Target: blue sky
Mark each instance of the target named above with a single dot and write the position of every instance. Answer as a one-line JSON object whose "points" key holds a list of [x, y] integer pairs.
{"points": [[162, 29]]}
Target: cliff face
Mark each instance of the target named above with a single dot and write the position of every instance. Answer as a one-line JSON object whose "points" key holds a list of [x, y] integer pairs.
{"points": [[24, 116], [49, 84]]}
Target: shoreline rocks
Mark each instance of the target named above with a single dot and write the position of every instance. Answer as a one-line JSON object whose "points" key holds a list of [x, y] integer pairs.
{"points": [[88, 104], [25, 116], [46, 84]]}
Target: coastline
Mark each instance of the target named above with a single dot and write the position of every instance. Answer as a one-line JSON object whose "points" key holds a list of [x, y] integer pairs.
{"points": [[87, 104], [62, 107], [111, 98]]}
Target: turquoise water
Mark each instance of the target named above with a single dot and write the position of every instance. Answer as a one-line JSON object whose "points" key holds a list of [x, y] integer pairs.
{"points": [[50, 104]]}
- - - -
What is required: Reproduce every line of the items above, word for word and in the same order.

Response:
Target: blue sky
Mark each instance of the target named above with a single dot and write the position of every instance. Answer as a one-line JSON object whose "points" key holds a list of [x, y] integer pairs.
{"points": [[162, 29]]}
Target: cliff face
Mark each instance of the target named above with a single dot and write the position of every instance. Answer as a one-line JSON object whose "points" key holds a list of [x, y] integer pairs.
{"points": [[24, 116], [49, 84]]}
Target: shoreline rocks
Mark each instance of the target named above with a single dot and write the position of every instance. Answer as a one-line JSON object whose "points" key holds a list of [x, y] integer pairs.
{"points": [[88, 104], [25, 116], [46, 84]]}
Target: coastline
Mark each instance of the target named above with a single dot and write the position of every instance. Answer as a one-line JSON object whose "points" key holds a list of [x, y] integer pairs.
{"points": [[87, 104], [62, 107], [111, 98]]}
Target: turquoise water
Mark each instance of the target named above with a single dot and write the position of every instance. Answer as a one-line JSON object whose "points" key holds a list of [x, y] integer pairs.
{"points": [[50, 104]]}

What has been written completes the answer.